Notably, the behavior exhibited across students was highly variable, and consequently, there were a fairly large number of overlapping data points between baseline and intervention phases across all students. Thus, quantitative effect size metrics were used to supplement visual analyses. The Taunovlap effect size metric described by Parker, Vannest, Davis, and Sauber (2011) was used, which is similar to Tau-U but does not account for baseline trend. None of the participants exhibited statistically significant baseline trend (p > .05), thus, Taunovlap was deemed appropriate. Phase contrasts were performed between the baseline and intervention conditions, and DBR-SIS data were analyzed to determine (a) the magnitude of effects and (b) whether statistically significant improvement in behavior were obtained. Individually, the largest effect size was obtained for Jordan (Taunovlap = .64, p < .001), followed by Amari (Taunovlap = .51, p = .01), while smaller, nonstatistically significant effects were observed for Kai (Taunovlap = .31, p > .05) and Preston (Taunovlap = −.30, p > .05). When combined across all students, the omnibus effect size estimate suggested that statistically significant improvements in behavior were obtained overall (Taunovlap = .44, p < .01).
DBR-SIS and SDO
To facilitate comparison between data sources, DBR-SIS data were converted from a 0–10 scale to a 0–100 scale. Both DBR-SIS and the SDO procedures utilized in this study were designed to provide estimates regarding the duration of the target behavior during the intervention period. As shown in Table 1, differences were observed between DBR-SIS and SDO in regard to estimates of duration. In particular, estimates of duration tended to be slightly higher using DBR-SIS compared with SDO, with the exception of Jordan. However, both data sources suggested improvements in student behavior from the baseline phase to the intervention phase. Effect size estimates were slightly different between DBR-SIS and SDO, with statistically significant effects obtained for Amari based on DBR-SIS data but not SDO data.

PROVIDED DATA —

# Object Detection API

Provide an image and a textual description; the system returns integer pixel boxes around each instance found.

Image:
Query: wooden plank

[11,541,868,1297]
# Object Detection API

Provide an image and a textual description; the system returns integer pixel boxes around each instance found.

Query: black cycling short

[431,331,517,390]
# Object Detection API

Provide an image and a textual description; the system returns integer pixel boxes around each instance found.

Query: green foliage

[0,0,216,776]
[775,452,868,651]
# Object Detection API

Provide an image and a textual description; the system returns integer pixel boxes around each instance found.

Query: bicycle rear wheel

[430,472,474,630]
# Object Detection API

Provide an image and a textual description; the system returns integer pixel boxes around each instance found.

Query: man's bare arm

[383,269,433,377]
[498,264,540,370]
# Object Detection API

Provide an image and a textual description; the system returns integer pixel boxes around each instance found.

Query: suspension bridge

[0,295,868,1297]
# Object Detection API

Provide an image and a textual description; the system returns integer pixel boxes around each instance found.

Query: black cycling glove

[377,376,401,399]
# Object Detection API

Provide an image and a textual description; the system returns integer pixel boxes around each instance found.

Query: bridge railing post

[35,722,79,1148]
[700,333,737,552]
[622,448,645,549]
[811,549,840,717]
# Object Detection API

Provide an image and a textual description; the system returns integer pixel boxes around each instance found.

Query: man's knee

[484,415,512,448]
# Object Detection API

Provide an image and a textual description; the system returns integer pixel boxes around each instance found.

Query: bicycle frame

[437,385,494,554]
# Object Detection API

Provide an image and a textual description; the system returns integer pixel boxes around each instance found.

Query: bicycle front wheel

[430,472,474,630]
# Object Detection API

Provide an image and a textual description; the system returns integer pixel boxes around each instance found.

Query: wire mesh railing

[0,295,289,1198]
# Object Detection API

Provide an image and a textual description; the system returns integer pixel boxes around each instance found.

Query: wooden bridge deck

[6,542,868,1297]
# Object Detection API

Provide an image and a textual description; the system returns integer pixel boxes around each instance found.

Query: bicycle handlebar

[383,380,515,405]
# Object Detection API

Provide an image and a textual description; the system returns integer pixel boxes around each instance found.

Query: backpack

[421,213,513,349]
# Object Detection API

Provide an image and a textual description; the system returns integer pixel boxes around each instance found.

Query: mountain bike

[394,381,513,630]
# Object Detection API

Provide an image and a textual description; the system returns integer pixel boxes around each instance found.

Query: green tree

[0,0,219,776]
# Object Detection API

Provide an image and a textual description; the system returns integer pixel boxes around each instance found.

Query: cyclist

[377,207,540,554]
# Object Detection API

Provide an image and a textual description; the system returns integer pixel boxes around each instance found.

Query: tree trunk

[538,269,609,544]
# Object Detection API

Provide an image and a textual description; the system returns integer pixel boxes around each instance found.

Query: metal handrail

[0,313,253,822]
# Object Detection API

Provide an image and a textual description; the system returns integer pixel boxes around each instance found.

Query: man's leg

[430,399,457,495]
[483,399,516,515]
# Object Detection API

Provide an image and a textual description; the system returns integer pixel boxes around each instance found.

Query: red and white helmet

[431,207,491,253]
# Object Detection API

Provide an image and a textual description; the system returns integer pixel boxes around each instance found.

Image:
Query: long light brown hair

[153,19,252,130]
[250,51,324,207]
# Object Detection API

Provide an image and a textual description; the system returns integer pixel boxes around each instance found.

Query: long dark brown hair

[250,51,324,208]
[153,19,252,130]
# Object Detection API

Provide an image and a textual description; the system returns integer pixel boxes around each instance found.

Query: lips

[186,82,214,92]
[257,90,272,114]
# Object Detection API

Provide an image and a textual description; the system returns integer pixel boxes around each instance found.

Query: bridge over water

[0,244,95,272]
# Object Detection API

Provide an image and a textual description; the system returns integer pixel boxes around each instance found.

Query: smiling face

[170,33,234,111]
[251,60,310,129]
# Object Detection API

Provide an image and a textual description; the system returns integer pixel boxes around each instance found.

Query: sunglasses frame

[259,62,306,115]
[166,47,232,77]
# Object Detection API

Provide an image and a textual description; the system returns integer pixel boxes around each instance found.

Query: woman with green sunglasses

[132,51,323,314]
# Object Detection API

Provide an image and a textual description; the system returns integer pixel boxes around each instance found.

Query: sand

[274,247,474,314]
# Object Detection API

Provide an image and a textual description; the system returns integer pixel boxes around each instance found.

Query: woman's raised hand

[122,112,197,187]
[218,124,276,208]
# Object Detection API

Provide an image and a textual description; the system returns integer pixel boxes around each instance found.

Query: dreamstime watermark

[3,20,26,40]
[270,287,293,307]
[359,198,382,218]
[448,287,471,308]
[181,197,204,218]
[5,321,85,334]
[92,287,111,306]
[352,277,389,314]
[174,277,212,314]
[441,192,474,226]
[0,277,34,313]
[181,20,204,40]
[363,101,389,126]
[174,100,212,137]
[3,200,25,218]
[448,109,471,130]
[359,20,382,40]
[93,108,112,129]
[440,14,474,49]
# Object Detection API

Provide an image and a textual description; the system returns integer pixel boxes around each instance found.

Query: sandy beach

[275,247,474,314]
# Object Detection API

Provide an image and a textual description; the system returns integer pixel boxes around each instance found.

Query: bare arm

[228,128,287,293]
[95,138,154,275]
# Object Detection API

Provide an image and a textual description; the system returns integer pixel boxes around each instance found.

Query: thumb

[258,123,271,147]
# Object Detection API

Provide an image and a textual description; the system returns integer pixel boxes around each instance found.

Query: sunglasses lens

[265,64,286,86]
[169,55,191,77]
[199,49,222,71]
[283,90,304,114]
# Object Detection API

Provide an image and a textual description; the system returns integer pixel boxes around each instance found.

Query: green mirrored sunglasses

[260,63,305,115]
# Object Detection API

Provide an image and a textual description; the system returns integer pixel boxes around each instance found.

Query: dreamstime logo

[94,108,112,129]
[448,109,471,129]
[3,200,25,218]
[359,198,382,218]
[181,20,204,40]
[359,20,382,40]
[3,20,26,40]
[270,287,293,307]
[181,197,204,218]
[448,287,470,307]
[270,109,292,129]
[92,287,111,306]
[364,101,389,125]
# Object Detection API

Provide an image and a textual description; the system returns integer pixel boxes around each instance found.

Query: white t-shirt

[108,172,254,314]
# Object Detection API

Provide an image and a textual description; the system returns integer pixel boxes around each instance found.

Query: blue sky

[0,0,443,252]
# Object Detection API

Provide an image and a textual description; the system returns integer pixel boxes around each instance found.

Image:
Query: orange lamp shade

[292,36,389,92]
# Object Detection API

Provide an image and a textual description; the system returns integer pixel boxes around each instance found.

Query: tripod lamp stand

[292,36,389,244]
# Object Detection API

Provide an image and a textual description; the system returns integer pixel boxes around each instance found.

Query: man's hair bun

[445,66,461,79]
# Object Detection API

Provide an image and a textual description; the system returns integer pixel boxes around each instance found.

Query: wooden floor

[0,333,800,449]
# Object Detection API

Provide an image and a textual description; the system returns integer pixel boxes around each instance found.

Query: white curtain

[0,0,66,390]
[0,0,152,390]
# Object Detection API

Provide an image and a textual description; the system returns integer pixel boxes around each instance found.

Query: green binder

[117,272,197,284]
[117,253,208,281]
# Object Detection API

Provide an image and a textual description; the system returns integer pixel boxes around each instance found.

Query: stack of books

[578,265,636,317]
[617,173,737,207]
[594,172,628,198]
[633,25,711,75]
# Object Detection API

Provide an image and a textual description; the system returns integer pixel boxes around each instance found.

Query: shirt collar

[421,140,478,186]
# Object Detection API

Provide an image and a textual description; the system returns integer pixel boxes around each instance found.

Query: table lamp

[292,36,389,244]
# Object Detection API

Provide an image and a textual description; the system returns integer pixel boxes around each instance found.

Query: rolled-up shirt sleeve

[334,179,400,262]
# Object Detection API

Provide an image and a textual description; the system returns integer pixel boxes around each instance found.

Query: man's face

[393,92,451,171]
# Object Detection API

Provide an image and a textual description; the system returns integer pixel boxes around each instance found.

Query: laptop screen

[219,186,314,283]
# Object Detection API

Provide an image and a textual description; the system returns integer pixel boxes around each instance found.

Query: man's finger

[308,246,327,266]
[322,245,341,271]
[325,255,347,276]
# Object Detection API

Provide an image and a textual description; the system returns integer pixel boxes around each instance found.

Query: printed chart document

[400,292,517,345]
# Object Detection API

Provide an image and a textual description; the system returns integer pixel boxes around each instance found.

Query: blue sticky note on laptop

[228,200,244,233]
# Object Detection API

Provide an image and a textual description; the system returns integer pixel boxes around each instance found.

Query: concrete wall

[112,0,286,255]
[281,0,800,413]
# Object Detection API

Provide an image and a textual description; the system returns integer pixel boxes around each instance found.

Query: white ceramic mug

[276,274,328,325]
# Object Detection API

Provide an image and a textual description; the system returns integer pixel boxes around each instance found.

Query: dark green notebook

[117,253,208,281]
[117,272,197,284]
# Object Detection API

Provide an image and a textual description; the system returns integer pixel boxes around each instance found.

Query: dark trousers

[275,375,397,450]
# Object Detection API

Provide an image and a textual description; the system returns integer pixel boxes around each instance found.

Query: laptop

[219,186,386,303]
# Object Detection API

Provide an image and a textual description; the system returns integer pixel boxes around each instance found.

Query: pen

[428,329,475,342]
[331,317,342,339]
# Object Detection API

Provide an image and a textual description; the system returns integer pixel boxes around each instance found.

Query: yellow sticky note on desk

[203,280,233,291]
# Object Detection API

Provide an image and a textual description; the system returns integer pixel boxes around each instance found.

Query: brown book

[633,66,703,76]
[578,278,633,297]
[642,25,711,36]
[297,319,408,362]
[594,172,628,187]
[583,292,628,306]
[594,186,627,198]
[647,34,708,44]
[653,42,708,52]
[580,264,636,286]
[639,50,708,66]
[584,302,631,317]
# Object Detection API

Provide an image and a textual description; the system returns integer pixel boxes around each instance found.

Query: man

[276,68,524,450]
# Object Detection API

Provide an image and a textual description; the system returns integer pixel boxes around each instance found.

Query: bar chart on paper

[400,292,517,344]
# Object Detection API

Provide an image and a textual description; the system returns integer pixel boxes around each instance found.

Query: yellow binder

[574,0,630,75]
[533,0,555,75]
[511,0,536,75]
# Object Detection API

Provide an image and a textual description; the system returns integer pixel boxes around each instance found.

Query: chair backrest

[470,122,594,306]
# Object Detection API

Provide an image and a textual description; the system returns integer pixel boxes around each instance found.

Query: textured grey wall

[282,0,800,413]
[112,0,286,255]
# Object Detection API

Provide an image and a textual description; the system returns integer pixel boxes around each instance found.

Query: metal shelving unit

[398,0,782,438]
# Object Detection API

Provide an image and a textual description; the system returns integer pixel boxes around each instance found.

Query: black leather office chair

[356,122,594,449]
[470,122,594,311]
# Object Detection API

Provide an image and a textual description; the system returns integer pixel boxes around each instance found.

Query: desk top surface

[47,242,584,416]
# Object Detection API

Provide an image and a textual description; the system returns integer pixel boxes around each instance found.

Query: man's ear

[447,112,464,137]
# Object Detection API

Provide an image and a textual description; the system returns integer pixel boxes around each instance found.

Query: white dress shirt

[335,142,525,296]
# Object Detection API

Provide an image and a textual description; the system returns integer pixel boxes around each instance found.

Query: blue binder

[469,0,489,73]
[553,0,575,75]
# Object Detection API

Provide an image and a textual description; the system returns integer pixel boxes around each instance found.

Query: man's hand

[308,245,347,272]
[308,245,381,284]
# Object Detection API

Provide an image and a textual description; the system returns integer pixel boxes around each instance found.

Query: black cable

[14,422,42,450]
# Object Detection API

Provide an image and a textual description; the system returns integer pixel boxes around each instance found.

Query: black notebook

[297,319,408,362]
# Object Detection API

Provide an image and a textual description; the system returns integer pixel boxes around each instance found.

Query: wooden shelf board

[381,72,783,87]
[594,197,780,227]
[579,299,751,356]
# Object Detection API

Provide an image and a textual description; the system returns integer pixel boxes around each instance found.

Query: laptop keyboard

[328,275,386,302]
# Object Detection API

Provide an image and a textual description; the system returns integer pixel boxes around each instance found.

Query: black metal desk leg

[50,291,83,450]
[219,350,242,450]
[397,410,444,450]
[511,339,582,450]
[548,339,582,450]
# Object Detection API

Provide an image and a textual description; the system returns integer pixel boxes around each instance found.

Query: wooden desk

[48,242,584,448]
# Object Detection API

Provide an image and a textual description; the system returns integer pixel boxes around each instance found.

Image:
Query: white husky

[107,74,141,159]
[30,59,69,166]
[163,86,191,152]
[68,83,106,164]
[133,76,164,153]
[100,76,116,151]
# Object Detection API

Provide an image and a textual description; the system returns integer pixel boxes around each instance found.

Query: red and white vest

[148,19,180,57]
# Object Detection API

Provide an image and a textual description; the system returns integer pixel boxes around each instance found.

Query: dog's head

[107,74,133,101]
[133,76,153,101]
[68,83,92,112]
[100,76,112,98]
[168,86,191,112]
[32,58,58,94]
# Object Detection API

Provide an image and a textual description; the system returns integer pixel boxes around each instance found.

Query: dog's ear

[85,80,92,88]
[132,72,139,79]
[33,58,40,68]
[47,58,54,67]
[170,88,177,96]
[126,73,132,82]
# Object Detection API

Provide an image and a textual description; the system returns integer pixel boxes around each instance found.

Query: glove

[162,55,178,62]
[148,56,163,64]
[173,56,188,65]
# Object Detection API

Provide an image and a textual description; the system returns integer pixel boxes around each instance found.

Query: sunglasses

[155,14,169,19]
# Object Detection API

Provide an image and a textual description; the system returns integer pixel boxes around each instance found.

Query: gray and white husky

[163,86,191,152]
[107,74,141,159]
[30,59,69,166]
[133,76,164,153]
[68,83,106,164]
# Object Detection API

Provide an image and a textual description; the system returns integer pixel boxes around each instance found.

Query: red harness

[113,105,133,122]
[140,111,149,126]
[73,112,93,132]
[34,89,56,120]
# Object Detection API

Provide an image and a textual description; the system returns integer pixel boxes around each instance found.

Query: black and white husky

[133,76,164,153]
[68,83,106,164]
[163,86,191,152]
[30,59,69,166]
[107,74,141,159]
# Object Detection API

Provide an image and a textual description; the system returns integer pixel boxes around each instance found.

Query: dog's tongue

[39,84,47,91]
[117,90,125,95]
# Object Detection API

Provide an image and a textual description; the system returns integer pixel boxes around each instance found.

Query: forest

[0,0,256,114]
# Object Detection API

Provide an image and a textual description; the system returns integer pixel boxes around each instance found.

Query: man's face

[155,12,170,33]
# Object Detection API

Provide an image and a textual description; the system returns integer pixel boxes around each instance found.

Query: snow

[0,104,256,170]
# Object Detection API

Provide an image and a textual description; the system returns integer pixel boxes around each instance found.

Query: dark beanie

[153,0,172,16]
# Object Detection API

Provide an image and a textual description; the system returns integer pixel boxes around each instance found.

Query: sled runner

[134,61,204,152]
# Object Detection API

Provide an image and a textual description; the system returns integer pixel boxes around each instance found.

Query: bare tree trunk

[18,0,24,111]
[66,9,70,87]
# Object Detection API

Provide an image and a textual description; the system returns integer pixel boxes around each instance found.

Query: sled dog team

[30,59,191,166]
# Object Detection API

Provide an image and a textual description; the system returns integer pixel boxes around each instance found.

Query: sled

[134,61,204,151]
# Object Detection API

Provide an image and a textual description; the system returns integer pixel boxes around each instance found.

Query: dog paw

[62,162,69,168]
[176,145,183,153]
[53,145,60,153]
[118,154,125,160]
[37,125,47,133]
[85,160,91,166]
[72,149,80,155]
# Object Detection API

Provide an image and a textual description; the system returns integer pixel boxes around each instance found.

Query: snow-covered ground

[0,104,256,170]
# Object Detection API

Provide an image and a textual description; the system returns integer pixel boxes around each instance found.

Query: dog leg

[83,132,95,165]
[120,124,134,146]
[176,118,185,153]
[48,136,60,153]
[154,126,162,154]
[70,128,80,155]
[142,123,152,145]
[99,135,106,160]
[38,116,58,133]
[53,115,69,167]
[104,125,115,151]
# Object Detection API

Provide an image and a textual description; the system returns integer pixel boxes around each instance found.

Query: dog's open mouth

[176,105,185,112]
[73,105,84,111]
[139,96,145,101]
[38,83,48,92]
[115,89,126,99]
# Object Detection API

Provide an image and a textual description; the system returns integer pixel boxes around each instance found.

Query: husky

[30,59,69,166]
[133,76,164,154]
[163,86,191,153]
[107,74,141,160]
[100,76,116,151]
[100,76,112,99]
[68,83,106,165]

PROBLEM REQUIREMENTS — Write out the whole text on behavior effect sizes and the DBR-SIS and SDO comparison again, word for word.

FINAL RESULT —
Notably, the behavior exhibited across students was highly variable, and consequently, there were a fairly large number of overlapping data points between baseline and intervention phases across all students. Thus, quantitative effect size metrics were used to supplement visual analyses. The Taunovlap effect size metric described by Parker, Vannest, Davis, and Sauber (2011) was used, which is similar to Tau-U but does not account for baseline trend. None of the participants exhibited statistically significant baseline trend (p > .05), thus, Taunovlap was deemed appropriate. Phase contrasts were performed between the baseline and intervention conditions, and DBR-SIS data were analyzed to determine (a) the magnitude of effects and (b) whether statistically significant improvement in behavior were obtained. Individually, the largest effect size was obtained for Jordan (Taunovlap = .64, p < .001), followed by Amari (Taunovlap = .51, p = .01), while smaller, nonstatistically significant effects were observed for Kai (Taunovlap = .31, p > .05) and Preston (Taunovlap = −.30, p > .05). When combined across all students, the omnibus effect size estimate suggested that statistically significant improvements in behavior were obtained overall (Taunovlap = .44, p < .01).
DBR-SIS and SDO
To facilitate comparison between data sources, DBR-SIS data were converted from a 0–10 scale to a 0–100 scale. Both DBR-SIS and the SDO procedures utilized in this study were designed to provide estimates regarding the duration of the target behavior during the intervention period. As shown in Table 1, differences were observed between DBR-SIS and SDO in regard to estimates of duration. In particular, estimates of duration tended to be slightly higher using DBR-SIS compared with SDO, with the exception of Jordan. However, both data sources suggested improvements in student behavior from the baseline phase to the intervention phase. Effect size estimates were slightly different between DBR-SIS and SDO, with statistically significant effects obtained for Amari based on DBR-SIS data but not SDO data.